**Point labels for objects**
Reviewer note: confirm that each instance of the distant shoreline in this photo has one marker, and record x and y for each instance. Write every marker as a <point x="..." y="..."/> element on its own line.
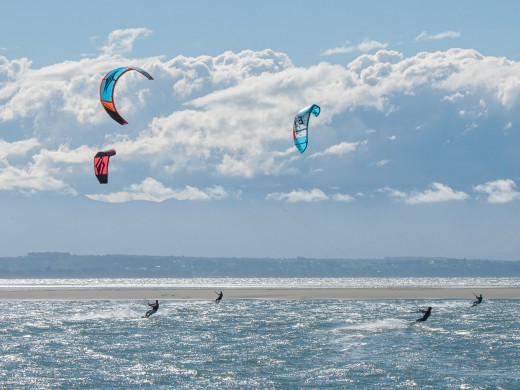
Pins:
<point x="256" y="293"/>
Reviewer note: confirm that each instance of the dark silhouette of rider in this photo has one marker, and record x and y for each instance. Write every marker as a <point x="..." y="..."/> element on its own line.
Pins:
<point x="426" y="314"/>
<point x="479" y="299"/>
<point x="154" y="308"/>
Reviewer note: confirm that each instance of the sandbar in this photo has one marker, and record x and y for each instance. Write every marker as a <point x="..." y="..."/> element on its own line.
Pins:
<point x="256" y="293"/>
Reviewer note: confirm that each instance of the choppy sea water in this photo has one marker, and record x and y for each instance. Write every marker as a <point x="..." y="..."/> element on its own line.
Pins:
<point x="253" y="344"/>
<point x="222" y="283"/>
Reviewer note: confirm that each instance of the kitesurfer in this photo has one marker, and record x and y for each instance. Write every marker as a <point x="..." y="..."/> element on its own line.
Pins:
<point x="426" y="314"/>
<point x="219" y="298"/>
<point x="154" y="308"/>
<point x="479" y="299"/>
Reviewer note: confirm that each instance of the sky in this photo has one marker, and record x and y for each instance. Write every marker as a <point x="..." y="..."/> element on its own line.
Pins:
<point x="414" y="153"/>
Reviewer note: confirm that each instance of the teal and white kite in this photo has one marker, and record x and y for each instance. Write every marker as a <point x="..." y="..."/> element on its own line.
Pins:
<point x="301" y="126"/>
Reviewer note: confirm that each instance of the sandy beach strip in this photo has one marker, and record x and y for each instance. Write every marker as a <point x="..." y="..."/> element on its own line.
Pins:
<point x="257" y="293"/>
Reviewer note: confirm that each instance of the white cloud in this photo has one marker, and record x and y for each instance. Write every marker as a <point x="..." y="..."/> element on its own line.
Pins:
<point x="340" y="149"/>
<point x="424" y="36"/>
<point x="342" y="198"/>
<point x="31" y="181"/>
<point x="18" y="147"/>
<point x="499" y="191"/>
<point x="314" y="195"/>
<point x="153" y="191"/>
<point x="122" y="41"/>
<point x="437" y="192"/>
<point x="231" y="116"/>
<point x="366" y="46"/>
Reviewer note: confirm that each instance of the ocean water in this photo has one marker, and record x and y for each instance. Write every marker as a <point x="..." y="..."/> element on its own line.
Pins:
<point x="222" y="283"/>
<point x="260" y="344"/>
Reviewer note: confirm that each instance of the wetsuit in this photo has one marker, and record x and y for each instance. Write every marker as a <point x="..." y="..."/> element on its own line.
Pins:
<point x="425" y="316"/>
<point x="154" y="308"/>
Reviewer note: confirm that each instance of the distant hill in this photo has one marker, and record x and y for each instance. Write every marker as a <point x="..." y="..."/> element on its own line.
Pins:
<point x="66" y="265"/>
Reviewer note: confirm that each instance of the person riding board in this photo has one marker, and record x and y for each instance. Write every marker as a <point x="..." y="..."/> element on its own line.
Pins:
<point x="426" y="314"/>
<point x="219" y="298"/>
<point x="479" y="299"/>
<point x="154" y="308"/>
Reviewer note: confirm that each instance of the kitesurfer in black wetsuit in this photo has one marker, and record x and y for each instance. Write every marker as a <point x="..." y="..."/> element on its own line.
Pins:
<point x="154" y="308"/>
<point x="479" y="299"/>
<point x="426" y="314"/>
<point x="219" y="298"/>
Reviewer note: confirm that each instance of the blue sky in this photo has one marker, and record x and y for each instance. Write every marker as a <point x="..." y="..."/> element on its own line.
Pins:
<point x="415" y="152"/>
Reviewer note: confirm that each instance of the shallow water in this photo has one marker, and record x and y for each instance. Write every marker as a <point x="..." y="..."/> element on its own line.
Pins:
<point x="223" y="283"/>
<point x="260" y="344"/>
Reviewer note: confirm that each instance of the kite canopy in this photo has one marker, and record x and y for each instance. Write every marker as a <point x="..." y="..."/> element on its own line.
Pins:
<point x="106" y="91"/>
<point x="101" y="165"/>
<point x="301" y="126"/>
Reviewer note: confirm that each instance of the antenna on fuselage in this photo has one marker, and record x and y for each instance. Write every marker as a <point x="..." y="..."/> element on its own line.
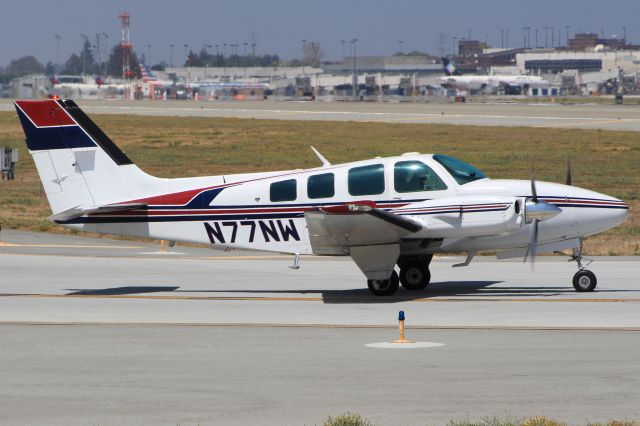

**EXERCISE INSTRUCTIONS**
Locate each line in the items above that contains the string "white" and copy those lines out. Matching is case-sensitive.

**WRITTEN ANSWER**
Reviewer note: confirm that each instance of the teal and white kite in this photo has one marker, and record x and y for each instance. Write every marker as a <point x="..." y="..."/> element on its own line.
Reviewer note: confirm that each instance of the white cloud in this photo has one marker, and record x and y for each instance. Write every marker as a <point x="..." y="..."/> element on its own line.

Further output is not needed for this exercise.